Sahabat dan Saudara

by - August 26, 2008

Saya sangat bersyukur sekali mendapatkan kesempatan untuk melanjutkan pendidikan di Univ. Muhammadiyah Malang. Di kampus inilah saya mengenal sebuah tempat yang kemudian membukakan mata saya dalam memaknai arti persahabatan. Di sebuah organisasi yang bernama DIMPA. Sebuah organisasi pecinta alam yang sistem keanggotaannya seumur hidup. Banyak manusia unik dan beraneka ragam yang saya jumpai. Mulai Indonesia barat hingga timur. Banyak pergulatan yang melibatkan banyak emosi dan cinta dalam menghabiskan waktu kami bersama. Kadang kami menjadi "musuh", kadang kami menjadi "sekutu". Terkadang kami sampai membanting meja dalam sebuah rapat ketika tensi rapat naik, kadang kami saling berpelukan sambil mengurai air mata. Kami benar-benar digulung dalam permainan emosi yang membuat kami semakin paham arti persahabatan.


Kami belajar bagaimana mendengar angkatan tua berbicara, disisi lain kami juga harus menentang pendapat mereka. Ada sisi dimana kami harus mendidik "adik-adik" kami dengan hati, ada kalanya dengan kemarahan kami. Tapi pada akhirnya kami dapat belajar bagaimana kami memposisikan diri terhadap mereka semua.

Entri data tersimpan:

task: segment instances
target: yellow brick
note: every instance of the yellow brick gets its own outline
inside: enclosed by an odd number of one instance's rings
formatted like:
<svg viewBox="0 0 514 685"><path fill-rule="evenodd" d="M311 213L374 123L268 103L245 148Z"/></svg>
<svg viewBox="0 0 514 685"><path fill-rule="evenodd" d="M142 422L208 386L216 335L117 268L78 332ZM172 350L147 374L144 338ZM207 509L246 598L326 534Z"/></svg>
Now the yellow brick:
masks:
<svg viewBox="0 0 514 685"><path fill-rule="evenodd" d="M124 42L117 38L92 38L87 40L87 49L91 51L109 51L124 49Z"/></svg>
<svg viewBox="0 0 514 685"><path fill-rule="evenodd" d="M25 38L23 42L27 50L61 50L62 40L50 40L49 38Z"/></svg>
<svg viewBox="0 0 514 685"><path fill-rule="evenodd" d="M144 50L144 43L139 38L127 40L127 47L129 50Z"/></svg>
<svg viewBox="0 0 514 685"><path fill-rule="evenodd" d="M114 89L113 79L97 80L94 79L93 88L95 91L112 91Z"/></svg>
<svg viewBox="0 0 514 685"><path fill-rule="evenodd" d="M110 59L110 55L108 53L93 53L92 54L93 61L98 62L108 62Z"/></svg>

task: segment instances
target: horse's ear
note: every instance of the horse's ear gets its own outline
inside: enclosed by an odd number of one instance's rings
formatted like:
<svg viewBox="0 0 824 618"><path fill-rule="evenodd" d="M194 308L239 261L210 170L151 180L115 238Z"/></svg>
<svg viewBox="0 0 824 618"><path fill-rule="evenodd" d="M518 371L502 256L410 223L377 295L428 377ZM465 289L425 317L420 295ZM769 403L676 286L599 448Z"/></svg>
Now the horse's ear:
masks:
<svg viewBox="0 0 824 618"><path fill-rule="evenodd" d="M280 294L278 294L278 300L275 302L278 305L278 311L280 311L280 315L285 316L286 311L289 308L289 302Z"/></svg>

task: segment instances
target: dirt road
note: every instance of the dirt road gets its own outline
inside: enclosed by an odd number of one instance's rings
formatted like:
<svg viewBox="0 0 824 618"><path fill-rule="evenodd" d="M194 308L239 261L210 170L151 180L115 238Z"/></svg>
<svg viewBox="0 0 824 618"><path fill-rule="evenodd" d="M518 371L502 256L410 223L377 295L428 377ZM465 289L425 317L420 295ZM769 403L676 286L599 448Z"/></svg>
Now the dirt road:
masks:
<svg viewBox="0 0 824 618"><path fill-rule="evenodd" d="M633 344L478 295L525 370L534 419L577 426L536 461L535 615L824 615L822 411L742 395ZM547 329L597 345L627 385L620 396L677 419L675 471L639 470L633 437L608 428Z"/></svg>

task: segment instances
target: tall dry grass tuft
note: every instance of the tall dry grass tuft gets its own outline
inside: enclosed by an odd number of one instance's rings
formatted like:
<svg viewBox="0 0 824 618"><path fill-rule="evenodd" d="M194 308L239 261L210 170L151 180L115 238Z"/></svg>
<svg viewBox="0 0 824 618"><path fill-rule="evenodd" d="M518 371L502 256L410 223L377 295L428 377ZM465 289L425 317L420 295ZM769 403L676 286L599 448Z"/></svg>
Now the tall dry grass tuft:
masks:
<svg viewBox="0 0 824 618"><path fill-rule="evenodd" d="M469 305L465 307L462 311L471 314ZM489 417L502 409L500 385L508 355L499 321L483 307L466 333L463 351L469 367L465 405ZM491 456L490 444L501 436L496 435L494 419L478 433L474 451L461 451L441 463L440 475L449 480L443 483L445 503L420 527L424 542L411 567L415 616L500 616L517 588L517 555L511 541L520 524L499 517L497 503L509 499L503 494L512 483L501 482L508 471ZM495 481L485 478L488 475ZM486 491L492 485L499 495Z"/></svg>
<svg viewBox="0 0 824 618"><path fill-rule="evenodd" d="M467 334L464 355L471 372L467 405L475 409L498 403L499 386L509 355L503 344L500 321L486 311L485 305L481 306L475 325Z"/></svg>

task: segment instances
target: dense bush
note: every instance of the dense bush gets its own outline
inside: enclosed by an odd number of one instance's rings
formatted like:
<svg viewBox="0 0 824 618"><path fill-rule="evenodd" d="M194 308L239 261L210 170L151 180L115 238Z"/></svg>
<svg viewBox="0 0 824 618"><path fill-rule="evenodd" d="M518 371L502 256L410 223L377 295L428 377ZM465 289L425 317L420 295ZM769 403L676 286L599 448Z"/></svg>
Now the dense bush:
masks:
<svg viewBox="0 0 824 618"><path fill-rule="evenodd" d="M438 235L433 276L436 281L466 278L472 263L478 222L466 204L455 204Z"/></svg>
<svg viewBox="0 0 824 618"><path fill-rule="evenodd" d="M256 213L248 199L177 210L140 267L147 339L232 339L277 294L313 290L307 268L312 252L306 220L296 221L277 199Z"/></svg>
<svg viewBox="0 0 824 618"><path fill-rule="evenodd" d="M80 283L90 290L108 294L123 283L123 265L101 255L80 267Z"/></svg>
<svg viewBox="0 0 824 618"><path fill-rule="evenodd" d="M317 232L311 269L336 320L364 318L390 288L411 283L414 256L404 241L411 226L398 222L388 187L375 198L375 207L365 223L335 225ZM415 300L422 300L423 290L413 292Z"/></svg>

• TUGAS WAJIB:
A. Jawab pertanyaan berikut berdasarkan tulisan tentang persahabatan:
(i) Di kampus mana penulis melanjutkan pendidikannya?
(ii) Bagaimana sistem keanggotaan di organisasi pecinta alam itu?
(iii) Menurut tulisan, dengan apa saja mereka mendidik "adik-adik" mereka?
B. Terjemahkan kalimat dari tulisan tentang persahabatan ini ke dalam bahasa Inggris: "Kami benar-benar digulung dalam permainan emosi yang membuat kami semakin paham arti persahabatan."
C. Teruskan tulisan tentang persahabatan ini, mulai setelah kalimat terakhirnya.
Bahan ini diambil dari sumber lain.

• HASIL LATIHAN:
A.
(i) Di Univ. Muhammadiyah Malang.
(ii) Keanggotaannya berlaku seumur hidup.
(iii) Dengan hati, dan ada kalanya dengan kemarahan.

B. We were truly swept up in a play of emotions that made us understand the meaning of friendship more and more.

C.
Saya menganggap angkatan saya (Angkatan X /1993) dan angkatan di bawah saya (Angkatan XI/ 1994) merupakan dua angkatan yang tak lekang persahabatannya. Kami boleh beda angkatan tapi kami mayoritas dari angkatan kuliah yang sama. Dan karena itu pula kami sering mengadakan kegiatan bersama, memimpin organisasi ini bersama selama beberapa tahun. Kami sangat sering berdiskusi dan berkumpul bersama. Kadang di warung Lestari belakang kampus, kalau malam dapat pindah ke rumah saya di hamid rusdi, atau ke kontrakan Tapak Jalak, Kos Sengkaling, rumah Kempong di Kauman kota Batu, atau sekedar merecokin dan uji nyali di rumah Agus Ableh di Jl. Kasembon - kota Malang. Maklum rumahnya banyak demitnya, dan si Ableh dengan cueknya nidurin tuh rumah warisan sendirian. Saya sangsi kalau dia betul-betul "tatag" terhadap tuh demit, tapi lebih dikarenakan kacamatanya yang setebal pantat botol, sehingga cukup dengan membuka kacamatanya, buram sudah dunia. Dan kami kumpul-kumpul tidak melulu serius, kadang kami main SEGA hingga pagi (maklum PS belum ada).
Karena kami sudah seperti saudara, selain kami begitu dihapal oleh keluarga kami, kitapun hapal akan kebiasaan kami. Contohnya kala itu jika saya sudah emosi dan mau marah, teman-teman selalu nyletuk "..he ndang dipinggirno tempat sampah e, ancur mengko disepak-i tuwek..". Dan akhirnya saya-pun tersenyum geli melihat tingkah mereka. Atau kebiasaan Misuh si Karyo yang asli Sragen dengan "Bajirut.."-nya lengkap dengan style topi, kemeja dan celana berwarna hitam. Nah inilah warna favorit buat kami saat itu, hitam - hitam, entah karena biar awet dipakainya atau kalau kotor tidak terlihat kumelnya. hehehe.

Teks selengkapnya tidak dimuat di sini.